Dalam perkembangannya, kata pemangku itu lantas ditambah dengan kata bentukan lain, yaitu kepentingan. Jadilah sekarang kata stakeholders (dengan s, bukan stakeholder) yang memang berarti jamak sudah dipadankan dengan kata (frase) pemangku kepentingan dan sudah berterima di kalangan wartawan, penulis, politisi, birokrat, dan akademisi. Hanya saja, saya masih belum setuju pada kata (lebih tepat: frase) itu karena relatif panjang, terdiri atas dua kata bentukan, bukan kata dasar. Saya lebih suka menggunakan kata pemangku saja untuk kata stakeholders itu lantaran lebih ringkas, singkat dan padat artinya, dan sekaligus dapat diartikan sebagai bentuk jamak. 

Selanjutnya adalah kata ecotribalisme? Kata ini memang tak akan dijumpai di kamus kita. Bentukan kata ini disusun oleh kata eco, tribal, dan isme. Eco merujuk pada ecology (ekologi) yang dibentuk oleh kata oikos (rumah, tempat tinggal) dan logos (ilmu). Tribal merujuk pada makna suku, adat kebiasaan suatu masyarakat yang biasanya mengarah ke kaum tradisional atau “orang awam” yang tinggal di desa, gunung, atau tepi hutan. Isme, seperti makna umumnya, ia ditempelkan pada kata tersebut untuk memberikan kesan kuat. Isme sudah menjadi semacam anutan yang sulit dilepaskan, nyaris dipertuhankan. Katakanlah demikian.

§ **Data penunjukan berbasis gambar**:

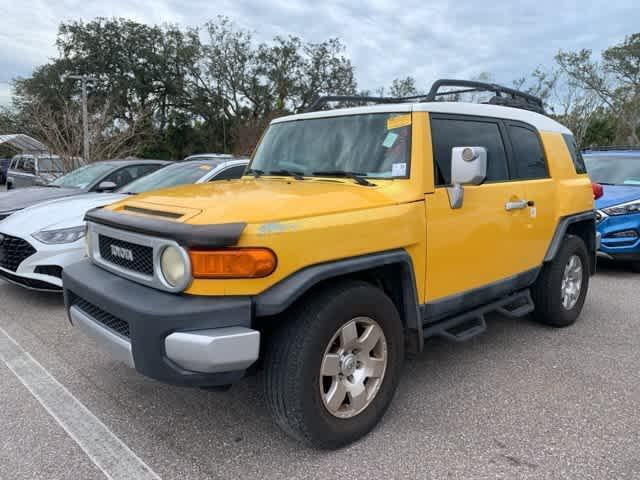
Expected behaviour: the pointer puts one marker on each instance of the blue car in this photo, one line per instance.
(618, 209)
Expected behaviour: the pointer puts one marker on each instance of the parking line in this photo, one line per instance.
(106, 451)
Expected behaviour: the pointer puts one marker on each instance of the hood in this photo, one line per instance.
(263, 199)
(24, 197)
(54, 214)
(617, 194)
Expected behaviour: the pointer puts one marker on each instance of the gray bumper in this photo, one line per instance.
(178, 339)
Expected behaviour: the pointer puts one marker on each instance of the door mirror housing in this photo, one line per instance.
(106, 187)
(468, 167)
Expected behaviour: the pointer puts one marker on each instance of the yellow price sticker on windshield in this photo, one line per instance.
(398, 121)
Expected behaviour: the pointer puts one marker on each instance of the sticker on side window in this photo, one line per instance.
(389, 140)
(398, 121)
(399, 170)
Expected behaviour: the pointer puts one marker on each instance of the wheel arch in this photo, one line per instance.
(582, 225)
(391, 270)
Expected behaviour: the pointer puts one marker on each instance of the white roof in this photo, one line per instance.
(540, 122)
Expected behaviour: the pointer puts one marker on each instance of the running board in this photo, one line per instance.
(472, 323)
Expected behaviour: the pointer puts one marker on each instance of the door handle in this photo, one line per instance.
(517, 205)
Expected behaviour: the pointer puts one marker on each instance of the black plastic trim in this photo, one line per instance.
(202, 236)
(282, 295)
(461, 302)
(561, 230)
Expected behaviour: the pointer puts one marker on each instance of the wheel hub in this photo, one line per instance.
(571, 285)
(353, 367)
(348, 364)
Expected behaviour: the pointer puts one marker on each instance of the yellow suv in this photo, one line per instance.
(355, 234)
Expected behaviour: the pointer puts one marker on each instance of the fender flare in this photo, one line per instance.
(561, 230)
(281, 296)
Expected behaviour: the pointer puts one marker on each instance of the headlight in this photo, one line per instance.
(87, 242)
(623, 208)
(63, 235)
(173, 265)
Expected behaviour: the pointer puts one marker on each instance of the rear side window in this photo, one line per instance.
(449, 133)
(576, 156)
(529, 161)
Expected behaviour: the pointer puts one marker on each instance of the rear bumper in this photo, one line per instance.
(177, 339)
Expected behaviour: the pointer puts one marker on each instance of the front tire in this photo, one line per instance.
(333, 366)
(561, 288)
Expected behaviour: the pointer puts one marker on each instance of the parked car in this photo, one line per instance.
(363, 231)
(104, 176)
(41, 241)
(617, 169)
(212, 156)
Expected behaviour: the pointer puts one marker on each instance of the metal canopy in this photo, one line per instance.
(23, 143)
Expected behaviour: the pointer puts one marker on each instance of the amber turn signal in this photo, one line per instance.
(232, 263)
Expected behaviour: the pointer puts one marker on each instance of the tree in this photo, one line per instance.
(615, 80)
(403, 87)
(60, 128)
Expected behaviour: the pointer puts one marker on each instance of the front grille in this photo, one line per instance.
(138, 258)
(13, 251)
(121, 327)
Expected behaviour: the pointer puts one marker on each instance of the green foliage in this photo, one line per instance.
(194, 95)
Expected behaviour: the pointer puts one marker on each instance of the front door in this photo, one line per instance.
(477, 247)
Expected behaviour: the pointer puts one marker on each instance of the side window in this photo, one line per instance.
(448, 133)
(529, 161)
(29, 165)
(128, 174)
(576, 156)
(229, 173)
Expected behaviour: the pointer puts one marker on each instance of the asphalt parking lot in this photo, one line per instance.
(520, 401)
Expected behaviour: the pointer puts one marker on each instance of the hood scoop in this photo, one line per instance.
(152, 213)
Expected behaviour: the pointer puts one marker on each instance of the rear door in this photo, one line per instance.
(477, 245)
(529, 169)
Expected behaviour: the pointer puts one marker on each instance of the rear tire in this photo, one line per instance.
(324, 380)
(561, 288)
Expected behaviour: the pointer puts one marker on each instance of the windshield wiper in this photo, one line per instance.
(255, 172)
(358, 177)
(287, 173)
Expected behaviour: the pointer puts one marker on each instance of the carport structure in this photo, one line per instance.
(23, 143)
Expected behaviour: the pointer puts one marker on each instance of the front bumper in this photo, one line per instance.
(40, 270)
(619, 248)
(177, 339)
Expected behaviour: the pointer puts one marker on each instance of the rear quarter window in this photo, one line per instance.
(576, 156)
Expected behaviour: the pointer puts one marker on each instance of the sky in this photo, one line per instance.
(385, 39)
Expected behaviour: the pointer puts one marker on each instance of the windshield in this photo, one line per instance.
(374, 145)
(83, 176)
(48, 164)
(171, 176)
(613, 170)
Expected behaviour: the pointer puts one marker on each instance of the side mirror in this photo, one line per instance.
(106, 187)
(468, 167)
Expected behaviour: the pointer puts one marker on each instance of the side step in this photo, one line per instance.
(460, 328)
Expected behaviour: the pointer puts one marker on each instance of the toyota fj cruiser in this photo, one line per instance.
(355, 234)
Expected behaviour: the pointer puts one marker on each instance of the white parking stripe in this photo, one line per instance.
(108, 452)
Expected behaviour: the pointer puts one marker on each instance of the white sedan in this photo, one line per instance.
(37, 243)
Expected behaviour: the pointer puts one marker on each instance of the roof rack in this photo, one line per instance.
(504, 96)
(608, 148)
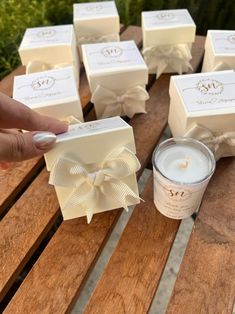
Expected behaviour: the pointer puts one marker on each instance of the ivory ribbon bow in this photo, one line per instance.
(158, 58)
(38, 66)
(218, 143)
(130, 102)
(97, 39)
(93, 190)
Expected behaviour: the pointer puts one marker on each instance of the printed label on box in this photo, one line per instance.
(113, 55)
(93, 127)
(223, 42)
(167, 18)
(52, 85)
(94, 9)
(207, 93)
(42, 36)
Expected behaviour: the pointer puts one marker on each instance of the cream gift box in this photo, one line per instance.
(219, 51)
(96, 22)
(53, 93)
(117, 76)
(93, 168)
(45, 48)
(202, 106)
(167, 39)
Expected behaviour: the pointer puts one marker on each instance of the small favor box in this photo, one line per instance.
(53, 93)
(117, 76)
(45, 48)
(167, 39)
(93, 168)
(96, 22)
(219, 51)
(202, 106)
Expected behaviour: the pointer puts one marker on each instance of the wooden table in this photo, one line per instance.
(45, 261)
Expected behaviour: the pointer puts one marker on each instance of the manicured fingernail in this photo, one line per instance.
(44, 140)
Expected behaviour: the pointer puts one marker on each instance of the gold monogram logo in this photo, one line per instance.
(165, 16)
(112, 52)
(47, 33)
(94, 8)
(43, 83)
(231, 39)
(179, 194)
(210, 87)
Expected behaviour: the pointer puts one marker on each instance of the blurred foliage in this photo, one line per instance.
(17, 15)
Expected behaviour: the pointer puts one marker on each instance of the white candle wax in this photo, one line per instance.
(183, 164)
(182, 169)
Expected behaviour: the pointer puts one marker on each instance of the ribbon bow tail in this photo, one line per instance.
(129, 103)
(134, 101)
(107, 99)
(221, 66)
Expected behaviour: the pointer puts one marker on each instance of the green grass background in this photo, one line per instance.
(17, 15)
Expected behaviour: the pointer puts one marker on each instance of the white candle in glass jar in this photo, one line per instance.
(182, 170)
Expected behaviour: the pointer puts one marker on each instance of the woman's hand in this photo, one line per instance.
(17, 146)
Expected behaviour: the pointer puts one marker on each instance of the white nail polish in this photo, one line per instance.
(44, 139)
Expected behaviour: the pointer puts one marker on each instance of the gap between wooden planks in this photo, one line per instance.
(71, 253)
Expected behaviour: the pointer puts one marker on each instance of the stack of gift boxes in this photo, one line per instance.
(93, 166)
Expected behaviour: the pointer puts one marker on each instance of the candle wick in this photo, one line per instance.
(184, 164)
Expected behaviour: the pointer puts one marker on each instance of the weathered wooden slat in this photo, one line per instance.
(6, 85)
(27, 298)
(206, 280)
(23, 228)
(13, 180)
(134, 270)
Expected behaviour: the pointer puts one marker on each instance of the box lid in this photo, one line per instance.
(47, 36)
(43, 88)
(112, 57)
(206, 93)
(92, 141)
(167, 19)
(94, 10)
(222, 42)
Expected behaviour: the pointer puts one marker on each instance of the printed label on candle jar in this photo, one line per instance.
(177, 201)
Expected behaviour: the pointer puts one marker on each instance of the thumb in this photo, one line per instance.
(21, 146)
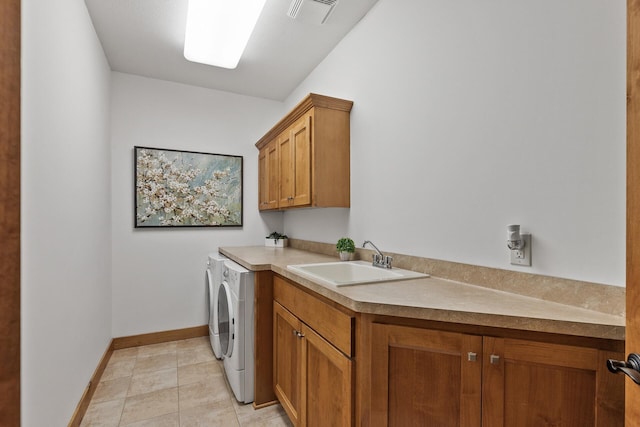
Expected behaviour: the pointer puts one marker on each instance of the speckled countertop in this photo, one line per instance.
(438, 299)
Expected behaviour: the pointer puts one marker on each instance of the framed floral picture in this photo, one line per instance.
(187, 189)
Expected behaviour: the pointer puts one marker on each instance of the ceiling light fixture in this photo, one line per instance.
(218, 30)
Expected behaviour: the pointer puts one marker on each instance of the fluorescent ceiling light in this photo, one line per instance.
(218, 30)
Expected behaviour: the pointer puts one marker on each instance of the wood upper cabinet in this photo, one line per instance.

§ **LATIHAN**:
Tuliskan kembali bagian teks bacaan di atas mulai dari "Dalam perkembangannya, kata" sampai dengan "sebagai bentuk jamak." tanpa perubahan sedikit pun.

§ **JAWABAN LATIHAN**:
Dalam perkembangannya, kata pemangku itu lantas ditambah dengan kata bentukan lain, yaitu kepentingan. Jadilah sekarang kata stakeholders (dengan s, bukan stakeholder) yang memang berarti jamak sudah dipadankan dengan kata (frase) pemangku kepentingan dan sudah berterima di kalangan wartawan, penulis, politisi, birokrat, dan akademisi. Hanya saja, saya masih belum setuju pada kata (lebih tepat: frase) itu karena relatif panjang, terdiri atas dua kata bentukan, bukan kata dasar. Saya lebih suka menggunakan kata pemangku saja untuk kata stakeholders itu lantaran lebih ringkas, singkat dan padat artinya, dan sekaligus dapat diartikan sebagai bentuk jamak.